## What you are asked to do
Select every line in the records below that contains the word "balcony", keeping to its exact case.

## Dataset records on where objects are located
—————

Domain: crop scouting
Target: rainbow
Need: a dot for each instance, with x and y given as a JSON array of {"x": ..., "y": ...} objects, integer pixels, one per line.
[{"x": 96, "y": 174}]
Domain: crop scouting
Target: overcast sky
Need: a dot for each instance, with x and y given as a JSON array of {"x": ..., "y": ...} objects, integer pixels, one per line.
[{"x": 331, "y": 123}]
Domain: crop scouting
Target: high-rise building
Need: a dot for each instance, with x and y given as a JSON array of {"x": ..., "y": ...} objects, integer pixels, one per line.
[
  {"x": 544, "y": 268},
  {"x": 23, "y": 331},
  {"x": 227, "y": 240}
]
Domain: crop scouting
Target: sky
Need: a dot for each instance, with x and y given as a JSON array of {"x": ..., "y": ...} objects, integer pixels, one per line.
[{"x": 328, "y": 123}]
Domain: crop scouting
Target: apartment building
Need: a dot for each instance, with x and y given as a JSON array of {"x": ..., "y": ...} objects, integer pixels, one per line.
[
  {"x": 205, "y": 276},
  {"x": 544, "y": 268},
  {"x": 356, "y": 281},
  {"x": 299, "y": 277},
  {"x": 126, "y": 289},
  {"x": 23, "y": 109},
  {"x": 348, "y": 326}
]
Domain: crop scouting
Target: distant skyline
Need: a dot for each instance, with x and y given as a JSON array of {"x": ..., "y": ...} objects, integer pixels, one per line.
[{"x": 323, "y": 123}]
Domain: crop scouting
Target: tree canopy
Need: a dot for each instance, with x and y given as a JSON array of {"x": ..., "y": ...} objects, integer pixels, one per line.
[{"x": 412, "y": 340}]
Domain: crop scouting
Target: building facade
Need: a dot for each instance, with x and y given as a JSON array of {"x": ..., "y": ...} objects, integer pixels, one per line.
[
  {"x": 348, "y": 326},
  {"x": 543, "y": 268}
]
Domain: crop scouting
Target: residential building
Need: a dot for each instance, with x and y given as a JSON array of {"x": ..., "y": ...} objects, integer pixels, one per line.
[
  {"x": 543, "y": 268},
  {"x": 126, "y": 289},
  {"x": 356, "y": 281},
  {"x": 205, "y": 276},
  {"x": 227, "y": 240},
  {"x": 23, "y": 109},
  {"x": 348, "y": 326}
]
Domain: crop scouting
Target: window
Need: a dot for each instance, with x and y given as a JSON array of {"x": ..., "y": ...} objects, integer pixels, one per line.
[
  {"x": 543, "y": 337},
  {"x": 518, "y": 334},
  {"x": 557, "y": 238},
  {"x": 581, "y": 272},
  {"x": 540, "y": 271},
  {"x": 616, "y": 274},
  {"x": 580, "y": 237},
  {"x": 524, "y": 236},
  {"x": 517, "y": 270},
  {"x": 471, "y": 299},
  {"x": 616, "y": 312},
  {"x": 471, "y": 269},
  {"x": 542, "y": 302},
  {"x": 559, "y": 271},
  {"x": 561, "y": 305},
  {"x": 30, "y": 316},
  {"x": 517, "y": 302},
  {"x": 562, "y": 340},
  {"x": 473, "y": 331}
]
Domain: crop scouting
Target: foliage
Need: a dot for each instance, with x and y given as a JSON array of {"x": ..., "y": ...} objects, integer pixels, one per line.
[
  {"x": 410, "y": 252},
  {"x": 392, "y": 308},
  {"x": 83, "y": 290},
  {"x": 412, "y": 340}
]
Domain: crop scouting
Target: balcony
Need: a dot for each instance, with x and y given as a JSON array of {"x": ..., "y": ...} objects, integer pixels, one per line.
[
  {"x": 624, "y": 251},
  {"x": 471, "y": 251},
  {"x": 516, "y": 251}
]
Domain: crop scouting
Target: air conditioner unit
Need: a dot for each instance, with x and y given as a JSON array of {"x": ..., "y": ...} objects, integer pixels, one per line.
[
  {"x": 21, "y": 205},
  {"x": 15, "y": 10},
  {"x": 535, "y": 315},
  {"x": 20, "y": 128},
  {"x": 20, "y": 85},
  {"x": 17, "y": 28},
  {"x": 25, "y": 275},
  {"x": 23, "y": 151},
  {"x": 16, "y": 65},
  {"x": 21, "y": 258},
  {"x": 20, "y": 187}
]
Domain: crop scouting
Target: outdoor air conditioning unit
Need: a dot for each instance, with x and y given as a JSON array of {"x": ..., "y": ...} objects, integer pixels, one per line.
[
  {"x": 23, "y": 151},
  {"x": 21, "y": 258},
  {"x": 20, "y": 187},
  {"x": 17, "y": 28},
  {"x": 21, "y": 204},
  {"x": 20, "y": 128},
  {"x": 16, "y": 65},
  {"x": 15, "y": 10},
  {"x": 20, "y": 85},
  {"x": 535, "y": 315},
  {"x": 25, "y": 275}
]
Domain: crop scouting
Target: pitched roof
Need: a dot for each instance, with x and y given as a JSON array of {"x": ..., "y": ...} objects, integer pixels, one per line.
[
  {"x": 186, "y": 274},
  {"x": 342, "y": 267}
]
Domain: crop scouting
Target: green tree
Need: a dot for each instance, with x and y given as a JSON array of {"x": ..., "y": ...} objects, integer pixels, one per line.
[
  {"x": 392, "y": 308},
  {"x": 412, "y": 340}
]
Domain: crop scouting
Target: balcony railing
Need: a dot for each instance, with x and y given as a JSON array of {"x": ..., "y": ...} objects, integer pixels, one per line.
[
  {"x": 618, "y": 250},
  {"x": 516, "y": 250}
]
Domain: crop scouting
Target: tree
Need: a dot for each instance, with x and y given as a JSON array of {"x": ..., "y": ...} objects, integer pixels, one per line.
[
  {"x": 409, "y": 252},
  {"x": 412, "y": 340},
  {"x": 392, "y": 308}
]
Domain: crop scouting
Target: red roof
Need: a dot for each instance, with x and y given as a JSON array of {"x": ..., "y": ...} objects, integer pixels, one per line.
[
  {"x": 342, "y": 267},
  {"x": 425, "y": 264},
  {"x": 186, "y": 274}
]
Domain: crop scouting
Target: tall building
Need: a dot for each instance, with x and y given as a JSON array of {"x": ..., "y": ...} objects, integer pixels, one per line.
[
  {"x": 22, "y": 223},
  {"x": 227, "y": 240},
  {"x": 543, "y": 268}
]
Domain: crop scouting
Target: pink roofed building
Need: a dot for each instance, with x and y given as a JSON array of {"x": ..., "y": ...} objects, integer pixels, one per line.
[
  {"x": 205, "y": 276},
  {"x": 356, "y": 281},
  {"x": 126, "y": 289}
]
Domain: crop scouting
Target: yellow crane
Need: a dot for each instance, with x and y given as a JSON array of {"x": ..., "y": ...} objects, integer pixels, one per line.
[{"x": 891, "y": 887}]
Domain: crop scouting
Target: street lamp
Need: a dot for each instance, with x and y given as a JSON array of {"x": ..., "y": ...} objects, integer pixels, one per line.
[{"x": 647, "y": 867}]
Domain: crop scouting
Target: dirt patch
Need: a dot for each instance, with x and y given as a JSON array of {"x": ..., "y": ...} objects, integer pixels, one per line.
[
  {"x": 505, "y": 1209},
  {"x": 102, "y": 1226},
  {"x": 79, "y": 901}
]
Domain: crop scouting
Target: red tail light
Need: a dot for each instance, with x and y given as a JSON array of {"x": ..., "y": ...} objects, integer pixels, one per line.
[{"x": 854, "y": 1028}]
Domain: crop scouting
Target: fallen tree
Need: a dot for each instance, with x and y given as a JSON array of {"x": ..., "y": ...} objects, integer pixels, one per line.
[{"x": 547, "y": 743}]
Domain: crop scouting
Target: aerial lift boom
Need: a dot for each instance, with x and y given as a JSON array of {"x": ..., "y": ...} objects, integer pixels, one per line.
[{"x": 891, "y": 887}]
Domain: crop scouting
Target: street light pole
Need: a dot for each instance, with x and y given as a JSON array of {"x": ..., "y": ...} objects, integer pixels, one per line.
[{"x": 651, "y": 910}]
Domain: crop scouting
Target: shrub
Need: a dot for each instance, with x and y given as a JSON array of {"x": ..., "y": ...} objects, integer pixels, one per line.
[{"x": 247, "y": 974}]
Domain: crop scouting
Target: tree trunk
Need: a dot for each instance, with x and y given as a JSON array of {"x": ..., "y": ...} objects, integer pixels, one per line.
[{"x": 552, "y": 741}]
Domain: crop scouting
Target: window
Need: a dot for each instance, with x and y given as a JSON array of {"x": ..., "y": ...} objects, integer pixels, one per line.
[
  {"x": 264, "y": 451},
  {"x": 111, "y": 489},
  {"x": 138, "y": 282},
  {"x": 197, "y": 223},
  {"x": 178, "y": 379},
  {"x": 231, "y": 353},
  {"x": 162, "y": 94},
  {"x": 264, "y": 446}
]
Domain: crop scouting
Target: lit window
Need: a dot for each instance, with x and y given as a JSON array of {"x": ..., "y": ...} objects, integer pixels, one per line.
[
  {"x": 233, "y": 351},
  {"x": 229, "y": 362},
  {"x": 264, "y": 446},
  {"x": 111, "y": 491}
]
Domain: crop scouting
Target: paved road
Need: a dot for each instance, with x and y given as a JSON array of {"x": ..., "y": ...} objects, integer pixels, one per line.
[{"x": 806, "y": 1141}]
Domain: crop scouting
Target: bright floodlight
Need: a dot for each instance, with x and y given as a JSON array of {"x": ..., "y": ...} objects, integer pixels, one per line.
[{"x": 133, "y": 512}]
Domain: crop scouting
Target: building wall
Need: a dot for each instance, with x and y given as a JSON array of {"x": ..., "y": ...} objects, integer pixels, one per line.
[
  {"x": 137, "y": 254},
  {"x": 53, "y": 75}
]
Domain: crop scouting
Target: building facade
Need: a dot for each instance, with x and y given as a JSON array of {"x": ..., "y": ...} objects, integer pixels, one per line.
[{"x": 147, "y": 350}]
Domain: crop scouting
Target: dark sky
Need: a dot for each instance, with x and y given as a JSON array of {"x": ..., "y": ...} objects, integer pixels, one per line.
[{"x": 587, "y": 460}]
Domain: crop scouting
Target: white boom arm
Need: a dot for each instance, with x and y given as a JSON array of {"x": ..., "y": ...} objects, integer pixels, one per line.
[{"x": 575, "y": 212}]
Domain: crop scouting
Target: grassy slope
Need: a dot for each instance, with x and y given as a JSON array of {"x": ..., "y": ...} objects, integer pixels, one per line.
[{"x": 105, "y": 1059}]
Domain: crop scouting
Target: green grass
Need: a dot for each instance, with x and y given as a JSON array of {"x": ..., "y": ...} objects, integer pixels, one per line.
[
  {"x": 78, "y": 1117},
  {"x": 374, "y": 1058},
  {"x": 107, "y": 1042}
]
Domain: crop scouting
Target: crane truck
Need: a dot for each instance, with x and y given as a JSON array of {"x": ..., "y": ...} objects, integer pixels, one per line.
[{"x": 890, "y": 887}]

—————

## Task output
Target: balcony
Target: balcony railing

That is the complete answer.